[Dataset entries]
+-------+
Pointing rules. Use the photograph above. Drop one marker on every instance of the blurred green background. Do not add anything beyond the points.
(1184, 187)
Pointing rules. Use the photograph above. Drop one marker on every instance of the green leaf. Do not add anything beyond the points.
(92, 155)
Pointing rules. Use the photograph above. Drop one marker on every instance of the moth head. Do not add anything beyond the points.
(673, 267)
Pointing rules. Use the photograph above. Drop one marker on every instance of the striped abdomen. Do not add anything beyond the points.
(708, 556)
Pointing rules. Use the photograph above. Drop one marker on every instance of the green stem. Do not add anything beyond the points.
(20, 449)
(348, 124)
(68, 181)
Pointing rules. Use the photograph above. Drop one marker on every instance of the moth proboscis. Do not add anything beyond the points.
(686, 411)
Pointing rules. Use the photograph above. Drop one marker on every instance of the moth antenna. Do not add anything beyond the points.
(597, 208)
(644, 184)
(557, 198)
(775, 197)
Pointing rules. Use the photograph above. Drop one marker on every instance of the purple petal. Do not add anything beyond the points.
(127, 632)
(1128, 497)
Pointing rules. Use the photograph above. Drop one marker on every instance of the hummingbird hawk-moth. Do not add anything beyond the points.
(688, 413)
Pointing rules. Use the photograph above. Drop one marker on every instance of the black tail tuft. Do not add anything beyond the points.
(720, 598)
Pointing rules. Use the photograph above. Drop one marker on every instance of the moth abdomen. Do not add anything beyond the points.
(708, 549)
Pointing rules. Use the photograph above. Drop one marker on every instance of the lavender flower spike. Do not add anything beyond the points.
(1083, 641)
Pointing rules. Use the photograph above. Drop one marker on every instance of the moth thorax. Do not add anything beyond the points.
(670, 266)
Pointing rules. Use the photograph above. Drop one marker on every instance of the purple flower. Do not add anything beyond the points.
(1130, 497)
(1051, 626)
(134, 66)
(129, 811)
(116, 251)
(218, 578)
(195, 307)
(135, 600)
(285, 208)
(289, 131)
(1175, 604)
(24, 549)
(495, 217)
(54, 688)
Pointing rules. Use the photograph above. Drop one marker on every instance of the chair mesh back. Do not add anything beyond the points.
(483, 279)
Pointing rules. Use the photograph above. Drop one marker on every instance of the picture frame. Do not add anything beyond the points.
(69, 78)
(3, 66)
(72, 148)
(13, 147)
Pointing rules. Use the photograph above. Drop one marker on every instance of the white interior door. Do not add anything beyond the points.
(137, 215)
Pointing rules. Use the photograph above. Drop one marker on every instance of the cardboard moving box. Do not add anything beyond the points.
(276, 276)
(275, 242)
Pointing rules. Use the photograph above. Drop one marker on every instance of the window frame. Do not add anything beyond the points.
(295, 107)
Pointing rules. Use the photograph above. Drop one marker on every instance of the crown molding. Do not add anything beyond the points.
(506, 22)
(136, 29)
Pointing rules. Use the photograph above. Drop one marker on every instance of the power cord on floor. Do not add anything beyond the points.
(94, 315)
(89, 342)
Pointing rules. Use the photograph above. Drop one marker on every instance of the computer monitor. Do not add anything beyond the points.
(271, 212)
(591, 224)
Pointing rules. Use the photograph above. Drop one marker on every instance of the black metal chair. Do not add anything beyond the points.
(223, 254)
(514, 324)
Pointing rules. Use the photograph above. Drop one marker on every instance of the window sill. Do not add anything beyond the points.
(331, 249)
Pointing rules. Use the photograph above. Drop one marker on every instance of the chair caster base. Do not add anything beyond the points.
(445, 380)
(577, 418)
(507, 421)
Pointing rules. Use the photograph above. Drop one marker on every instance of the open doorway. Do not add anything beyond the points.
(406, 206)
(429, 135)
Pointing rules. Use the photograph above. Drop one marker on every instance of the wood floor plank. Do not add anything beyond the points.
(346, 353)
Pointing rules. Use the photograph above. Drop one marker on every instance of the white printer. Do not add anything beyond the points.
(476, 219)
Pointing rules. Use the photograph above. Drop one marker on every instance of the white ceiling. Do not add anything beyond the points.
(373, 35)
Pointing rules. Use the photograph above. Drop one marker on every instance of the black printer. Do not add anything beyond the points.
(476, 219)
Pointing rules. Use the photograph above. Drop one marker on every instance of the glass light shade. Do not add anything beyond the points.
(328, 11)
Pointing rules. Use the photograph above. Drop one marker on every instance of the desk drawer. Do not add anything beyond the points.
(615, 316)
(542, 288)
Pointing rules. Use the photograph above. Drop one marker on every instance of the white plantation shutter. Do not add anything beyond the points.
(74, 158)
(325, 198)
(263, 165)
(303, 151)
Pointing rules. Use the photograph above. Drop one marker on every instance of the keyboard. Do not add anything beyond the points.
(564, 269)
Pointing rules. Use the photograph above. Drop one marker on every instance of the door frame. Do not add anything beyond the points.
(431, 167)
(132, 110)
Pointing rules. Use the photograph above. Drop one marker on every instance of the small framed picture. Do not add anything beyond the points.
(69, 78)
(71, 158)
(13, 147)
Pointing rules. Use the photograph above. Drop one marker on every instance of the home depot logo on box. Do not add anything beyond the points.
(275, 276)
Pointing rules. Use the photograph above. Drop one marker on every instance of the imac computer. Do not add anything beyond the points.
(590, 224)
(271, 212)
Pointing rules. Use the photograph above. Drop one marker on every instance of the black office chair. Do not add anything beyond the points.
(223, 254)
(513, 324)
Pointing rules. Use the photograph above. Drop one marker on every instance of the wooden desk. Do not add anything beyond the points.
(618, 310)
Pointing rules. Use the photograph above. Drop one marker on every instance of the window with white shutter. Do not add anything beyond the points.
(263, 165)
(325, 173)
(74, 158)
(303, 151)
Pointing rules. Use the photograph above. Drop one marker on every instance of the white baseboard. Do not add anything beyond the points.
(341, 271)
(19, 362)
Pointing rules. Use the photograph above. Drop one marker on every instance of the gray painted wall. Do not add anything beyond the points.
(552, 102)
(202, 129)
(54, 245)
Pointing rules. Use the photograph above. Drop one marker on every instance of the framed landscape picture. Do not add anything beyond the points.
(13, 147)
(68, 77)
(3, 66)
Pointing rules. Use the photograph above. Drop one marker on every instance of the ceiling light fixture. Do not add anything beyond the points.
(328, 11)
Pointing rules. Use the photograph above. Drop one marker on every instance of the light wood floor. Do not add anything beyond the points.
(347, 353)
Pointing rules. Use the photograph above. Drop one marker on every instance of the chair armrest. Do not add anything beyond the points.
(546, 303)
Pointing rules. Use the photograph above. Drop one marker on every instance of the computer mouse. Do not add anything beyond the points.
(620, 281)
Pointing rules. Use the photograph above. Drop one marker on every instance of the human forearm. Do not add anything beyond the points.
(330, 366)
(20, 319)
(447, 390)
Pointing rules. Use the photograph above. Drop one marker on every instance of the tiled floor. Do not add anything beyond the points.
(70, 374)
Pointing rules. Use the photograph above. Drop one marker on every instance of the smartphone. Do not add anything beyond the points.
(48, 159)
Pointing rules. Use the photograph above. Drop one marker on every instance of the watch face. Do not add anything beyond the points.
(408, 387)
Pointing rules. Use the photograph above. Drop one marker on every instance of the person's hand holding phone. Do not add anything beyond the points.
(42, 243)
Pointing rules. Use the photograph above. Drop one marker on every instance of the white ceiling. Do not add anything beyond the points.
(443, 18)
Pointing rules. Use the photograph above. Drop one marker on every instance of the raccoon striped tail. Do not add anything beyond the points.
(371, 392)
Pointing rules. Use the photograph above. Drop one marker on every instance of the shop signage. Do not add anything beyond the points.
+-------+
Each line of the data is to be output exactly, with none skipped.

■ **Response for this exercise**:
Pointing rules. Use the photograph above. Drop one marker on every instance of the blurred green background. Do not add anything beyond the points.
(1184, 187)
Pointing rules. Use the photograph above. Drop one marker on every instance of the green leaf. Do not add anything beyond the points.
(92, 155)
Pointing rules. Use the photograph above. Drop one marker on every instance of the moth head. Do not add anything beyond the points.
(673, 267)
Pointing rules. Use the photograph above. Drop one marker on every instance of the striped abdomen. Do not add anything beyond the points.
(708, 556)
Pointing rules. Use the photograph above. Drop one marker on every instance of the green stem. Do not add anything beyond the points.
(20, 449)
(348, 124)
(68, 181)
Pointing rules. Use the photograph above. Drop one marker on every instance of the moth proboscis. Do not add anything beyond the points.
(686, 411)
Pointing rules. Use the photograph above. Drop one marker on every instance of the moth antenna. Do not add anything beyond the points.
(597, 208)
(644, 184)
(557, 198)
(775, 197)
Pointing rules. Use the photograph above. Drop one marker on every instance of the purple petal. Do not add anything beyond the points.
(127, 632)
(1128, 497)
Pointing rules. Use the photograph above. Drop one marker on every instance of the hummingbird hawk-moth. Do not add anything beyond the points.
(688, 413)
Pointing rules. Use the photograph above. Drop one marker on every instance of the black tail tuft. Do not add anything beyond the points.
(720, 598)
Pointing rules. Use the photograph above. Drop one marker on every instance of the moth abdomen. Do not add anything beyond the points.
(708, 549)
Pointing rules. Use the photograph above. Drop one marker on every instance of the lavender flower spike. Do not add anything beyond the points.
(1083, 641)
Pointing rules. Use the photograph above. Drop one marker on every instance of the moth thorax. Do not add anything beyond the points.
(670, 266)
Pointing rules. Use the photograph above. Drop one marker on every instance of the purple flower. Do not add anything beyond the points.
(1130, 497)
(1051, 626)
(134, 66)
(129, 811)
(116, 251)
(218, 578)
(195, 307)
(135, 600)
(285, 208)
(289, 131)
(1175, 604)
(24, 549)
(495, 217)
(54, 688)
Pointing rules. Use the photograph above. Drop one marker on every instance of the chair mesh back. Do not add anything beyond the points.
(483, 279)
Pointing rules. Use the photograph above. Drop one marker on every instance of the picture frame. Do not add anything beyond the points.
(69, 78)
(3, 66)
(72, 148)
(13, 147)
Pointing rules. Use the photograph above. Drop one marker on every instance of the white interior door. Do not add anything beyond the points.
(137, 215)
Pointing rules. Use the photograph above. Drop one marker on every instance of the cardboard moving box. Do not add anything beyond the points.
(276, 276)
(275, 242)
Pointing rules. Use the photograph above. Drop one marker on every instance of the window frame. Do not add anything beyond the points.
(295, 107)
Pointing rules. Use the photograph above. Drop one marker on every instance of the crown molding. Do not add anything beyond the points.
(506, 22)
(136, 29)
Pointing rules. Use the photograph above. Drop one marker on every instance of the power cord on floor. Do not add anything beyond the points.
(94, 315)
(89, 342)
Pointing rules. Use the photograph above. Drop one marker on every instance of the computer monitor. Do not add anything beyond the points.
(271, 212)
(591, 224)
Pointing rules. Use the photograph above. Drop one marker on every instance of the black metal chair. Do not add anything beyond the points.
(223, 254)
(514, 324)
Pointing rules. Use the photograph above. Drop one marker on every instance of the window sill. Do not add anything beyond the points.
(331, 249)
Pointing rules. Use the photograph above. Drop one marker on every instance of the chair caster base. Do not add anything beyond the points.
(445, 380)
(577, 418)
(507, 421)
Pointing rules. Use the photograph above. Drop one marker on every instance of the open doorway. Do not add anything beyond the points.
(406, 206)
(429, 135)
Pointing rules. Use the photograph above. Drop one marker on every instance of the wood floor plank. Do not add anything beyond the points.
(346, 353)
Pointing rules. Use the photograph above. Drop one marker on every instance of the white printer. Do not add anything beyond the points.
(476, 219)
Pointing rules. Use the photograph above. Drop one marker on every instance of the white ceiling. Do not add anything beyond the points.
(373, 35)
Pointing rules. Use the photograph above. Drop one marker on every instance of the black printer. Do not add anything beyond the points.
(476, 219)
Pointing rules. Use the photograph above. Drop one marker on every instance of the glass light shade. Do not add anything beyond the points.
(328, 11)
Pointing rules. Use the photograph above. Drop one marker on every instance of the desk drawer. Do not add anything beyond the points.
(615, 316)
(542, 288)
Pointing rules. Use the photograph above. Drop one marker on every instance of the white plantation shutter. Do not add anything beyond the points.
(74, 158)
(325, 198)
(263, 165)
(303, 151)
Pointing rules. Use the photograph above. Drop one marker on every instance of the keyboard. Do not add anything beyond the points.
(564, 269)
Pointing rules. Use the photograph above. Drop one marker on every instance of the door frame. Do not add anything beyond the points.
(431, 167)
(132, 110)
Pointing rules. Use the photograph above. Drop one marker on every instance of the small framed picture. Do not add anything beyond the points.
(69, 78)
(71, 158)
(13, 147)
Pointing rules. Use the photograph above. Drop one marker on every instance of the home depot logo on box. Do not add anything beyond the points.
(275, 276)
Pointing rules. Use the photograph above. Drop one marker on every instance of the imac computer. Do not add anything beyond the points.
(590, 224)
(271, 212)
Pointing rules. Use the photograph above. Drop one marker on every instance of the black office chair. Do not add anything beyond the points.
(223, 254)
(513, 324)
Pointing rules. Use the photograph above. Drop one marker on every instance of the wooden desk. Do not add anything beyond the points.
(618, 310)
Pointing rules. Use the photograph above. Drop one marker on every instance of the window with white shutter. Do not add anything beyond the points.
(263, 165)
(325, 173)
(74, 158)
(303, 151)
Pointing rules. Use the photograph above. Drop one marker on every instance of the white baseboard. Do not add anything beyond the points.
(341, 271)
(19, 362)
Pointing rules. Use the photograph above. Drop one marker on every instance of the gray painted wall. Do not add anything beyond the points.
(552, 102)
(202, 129)
(54, 245)
Pointing rules. Use the photograph above. Drop one marker on every instance of the framed landscape picture. Do not add anything beyond the points.
(13, 147)
(68, 77)
(3, 66)
Pointing rules. Use the photograph above. Drop one marker on every instance of the ceiling light fixture. Do not add anything beyond the points.
(328, 11)
Pointing rules. Use the photograph above. Drop one marker on every instance of the light wood floor. Do not add anything beyond the points.
(347, 353)
Pointing rules. Use the photograph above. Drop one marker on every instance of the chair armrest. Do not add anything beyond the points.
(546, 303)
Pointing rules. Use the photograph above. Drop one marker on every instance of the computer mouse. Do not add anything beyond the points.
(620, 281)
Pointing rules. Use the photograph above. Drop one marker on every instance of the human forearm. Do not add anything beyond the points.
(330, 366)
(20, 319)
(447, 390)
Pointing rules. Use the photograph above. Drop one marker on every instance of the tiled floor. Do not add anything beyond the points.
(70, 374)
Pointing rules. Use the photograph above. Drop one marker on every instance of the smartphone. Do not add anything beyond the points.
(48, 159)
Pointing rules. Use the photograph above. Drop one marker on every instance of the watch face. Do not add anything beyond the points.
(408, 387)
Pointing rules. Use the photograph above. Drop one marker on every instance of the person's hand holding phone. Do not add anything beyond the points.
(42, 243)
Pointing rules. Use the photograph above. Drop one marker on every instance of the white ceiling. Do not add anything beyond the points.
(443, 18)
Pointing rules. Use the photograph above. Drop one marker on every instance of the raccoon striped tail. Do not add anything beyond the points.
(371, 392)
Pointing rules. Use the photograph above. Drop one marker on every instance of the shop signage. Do not add anything beyond the points.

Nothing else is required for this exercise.